_PROVIDED INFORMATION:_
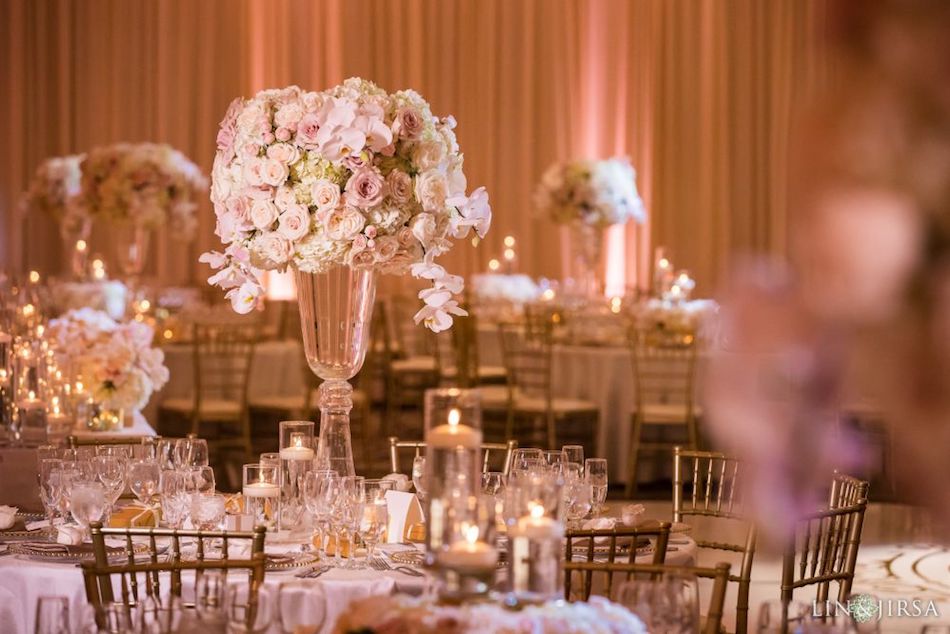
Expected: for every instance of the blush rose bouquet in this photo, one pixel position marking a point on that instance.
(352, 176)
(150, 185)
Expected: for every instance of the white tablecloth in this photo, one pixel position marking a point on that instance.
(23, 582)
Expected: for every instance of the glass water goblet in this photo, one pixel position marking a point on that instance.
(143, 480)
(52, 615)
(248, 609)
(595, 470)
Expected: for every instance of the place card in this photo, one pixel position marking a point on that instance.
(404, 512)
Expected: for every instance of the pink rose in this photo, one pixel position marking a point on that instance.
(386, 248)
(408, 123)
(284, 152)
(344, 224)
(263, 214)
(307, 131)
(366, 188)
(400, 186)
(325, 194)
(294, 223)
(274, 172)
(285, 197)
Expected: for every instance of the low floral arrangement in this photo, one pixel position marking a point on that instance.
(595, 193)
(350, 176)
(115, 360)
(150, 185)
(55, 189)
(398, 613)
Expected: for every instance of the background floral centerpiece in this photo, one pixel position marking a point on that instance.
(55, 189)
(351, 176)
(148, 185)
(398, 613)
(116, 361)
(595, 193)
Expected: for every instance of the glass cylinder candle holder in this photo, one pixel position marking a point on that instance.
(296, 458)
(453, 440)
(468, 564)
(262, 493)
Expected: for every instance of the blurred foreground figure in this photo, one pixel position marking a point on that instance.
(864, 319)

_TASK PROMPT:_ Copy out again, unchanged, the part that opens with the line containing "Expected: for every instance of the blurred" and closes at the end of the items.

_ANSWER TO THE PROBLEM:_
Expected: for every instance of the blurred foreground figure in this photo, one pixel position marking a point on that instance.
(864, 319)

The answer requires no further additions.